● Exercise text:

When Marc Blitzstein’s The Cradle Will Rock premiered in 1937, the original production was shuttered before it could open. With its blunt-force plot that villainized the haute bourgeoisie and the ease with which their allegiance could be bought by the wealthy, this work was inflammatory to say the least. As presented by the Nashville Opera in a semi-staged format at the Noah Liff Opera Center, Blitzstein’s work remains as important in 2019 as it was 82 years earlier.
As someone whose history is inextricably linked to the steel industry and with my roots in Western Pennsylvania, The Cradle Will Rock feels elemental to my very DNA. I’ve stood on the shores of the Monongahela River where Andrew Carnegie’s hired Pinkertons landed at Homestead to break the 1892 Strike. Further down river, I have read the plaque at the feet of the 15-foot-tall statue tribute to the mythic Joe Magarac as he stands guard outside U.S. Steel’s Edgar Thomson Works at Braddock, PA.
To call this opera an allegory would be to fudge the truth. An allegory at least generally attempts to hide its meaning behind storytelling. Even in its characters’ names, Cradle is very clear who people are and where they stand. Either you’re in power, in the pocket of the powerful, under the thumb of power, or being brutalized by them. If anything, Cradle is a new-aged morality play, a pageant of rights, wrongs, and choices.
Here in Steeltown, USA, it seems everyone has a price. As Mr. Mister, the creature whose nearest approximation would be a double shot of Mammon mixed with Andrew Carnegie and Henry Clay Frick chasers, Galen Fott is hardly the only enemy of good. He may be the one with the deepest pockets, but he, perhaps more than anyone else, sees into the souls of the town’s citizens and is able to bend them to his will. With eyebrows and a mustache reminiscent of J.P. Morgan, his motivation is straightforward: total control by the power of his checkbook.
As the Lady to his Macbeth, Mrs. Mister provides the grease beneath the wheels. She knows where to diplomatically spread funds and purchase power. Martha Wilkinson is delightfully knowing and laughably vile, a one-woman propaganda minister who, frankly, would thrive in the current White House.

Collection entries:

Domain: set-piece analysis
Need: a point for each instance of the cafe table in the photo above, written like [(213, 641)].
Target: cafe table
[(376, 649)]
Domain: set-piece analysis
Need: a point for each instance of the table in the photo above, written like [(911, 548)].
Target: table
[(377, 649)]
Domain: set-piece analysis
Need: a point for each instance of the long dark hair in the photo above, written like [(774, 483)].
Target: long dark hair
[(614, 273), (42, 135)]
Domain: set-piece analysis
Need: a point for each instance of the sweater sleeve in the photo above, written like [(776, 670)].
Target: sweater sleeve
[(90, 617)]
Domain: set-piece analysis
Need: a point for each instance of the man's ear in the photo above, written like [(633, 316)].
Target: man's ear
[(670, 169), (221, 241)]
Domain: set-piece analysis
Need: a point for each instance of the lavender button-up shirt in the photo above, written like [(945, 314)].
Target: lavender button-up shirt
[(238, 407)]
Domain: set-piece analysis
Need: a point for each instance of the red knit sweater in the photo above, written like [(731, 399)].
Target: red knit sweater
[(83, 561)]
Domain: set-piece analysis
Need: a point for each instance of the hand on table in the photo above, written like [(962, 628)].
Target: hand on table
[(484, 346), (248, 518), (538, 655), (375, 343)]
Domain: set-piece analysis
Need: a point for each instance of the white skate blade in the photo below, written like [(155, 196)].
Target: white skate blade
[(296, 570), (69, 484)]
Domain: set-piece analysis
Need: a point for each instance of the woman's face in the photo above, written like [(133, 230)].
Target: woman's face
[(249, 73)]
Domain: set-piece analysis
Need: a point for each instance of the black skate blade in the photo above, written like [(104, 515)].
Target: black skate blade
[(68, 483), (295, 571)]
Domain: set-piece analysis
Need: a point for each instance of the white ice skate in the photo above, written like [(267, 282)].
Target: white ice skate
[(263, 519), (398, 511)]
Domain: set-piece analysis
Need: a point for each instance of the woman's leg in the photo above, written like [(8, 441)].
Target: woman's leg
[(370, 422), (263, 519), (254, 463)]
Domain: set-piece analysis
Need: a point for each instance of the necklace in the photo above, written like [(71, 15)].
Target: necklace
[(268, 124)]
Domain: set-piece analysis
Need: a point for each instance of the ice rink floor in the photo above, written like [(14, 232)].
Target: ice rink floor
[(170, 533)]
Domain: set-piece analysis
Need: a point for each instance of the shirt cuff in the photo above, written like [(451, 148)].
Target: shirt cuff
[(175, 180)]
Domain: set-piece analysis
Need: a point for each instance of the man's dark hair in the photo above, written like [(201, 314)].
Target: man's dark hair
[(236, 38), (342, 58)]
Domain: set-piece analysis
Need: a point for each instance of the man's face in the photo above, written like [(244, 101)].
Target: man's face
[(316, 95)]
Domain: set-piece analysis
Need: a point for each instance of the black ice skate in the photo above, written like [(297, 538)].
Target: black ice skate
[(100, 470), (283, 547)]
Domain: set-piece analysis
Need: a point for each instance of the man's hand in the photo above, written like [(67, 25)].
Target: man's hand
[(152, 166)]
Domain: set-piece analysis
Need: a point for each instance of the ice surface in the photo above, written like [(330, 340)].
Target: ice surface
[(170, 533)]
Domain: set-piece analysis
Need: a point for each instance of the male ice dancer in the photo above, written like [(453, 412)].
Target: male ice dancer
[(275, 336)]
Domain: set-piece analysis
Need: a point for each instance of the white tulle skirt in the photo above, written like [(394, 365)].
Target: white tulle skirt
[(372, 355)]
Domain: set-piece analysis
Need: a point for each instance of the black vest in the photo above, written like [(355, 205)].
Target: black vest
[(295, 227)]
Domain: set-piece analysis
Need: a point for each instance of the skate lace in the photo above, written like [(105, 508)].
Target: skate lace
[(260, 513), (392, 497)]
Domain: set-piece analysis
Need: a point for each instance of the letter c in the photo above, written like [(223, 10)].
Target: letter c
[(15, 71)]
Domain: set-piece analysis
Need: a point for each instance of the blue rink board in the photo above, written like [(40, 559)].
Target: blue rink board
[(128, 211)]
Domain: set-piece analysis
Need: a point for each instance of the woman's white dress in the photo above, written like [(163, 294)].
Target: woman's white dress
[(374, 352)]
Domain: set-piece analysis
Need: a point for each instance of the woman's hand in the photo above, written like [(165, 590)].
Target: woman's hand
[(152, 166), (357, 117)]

● Task brief:
Output the part of the opera review that opens with the words containing "When Marc Blitzstein’s" and closes with "82 years earlier.", copied exactly. The entries play no part here and can be ignored.

● Your response:
When Marc Blitzstein’s The Cradle Will Rock premiered in 1937, the original production was shuttered before it could open. With its blunt-force plot that villainized the haute bourgeoisie and the ease with which their allegiance could be bought by the wealthy, this work was inflammatory to say the least. As presented by the Nashville Opera in a semi-staged format at the Noah Liff Opera Center, Blitzstein’s work remains as important in 2019 as it was 82 years earlier.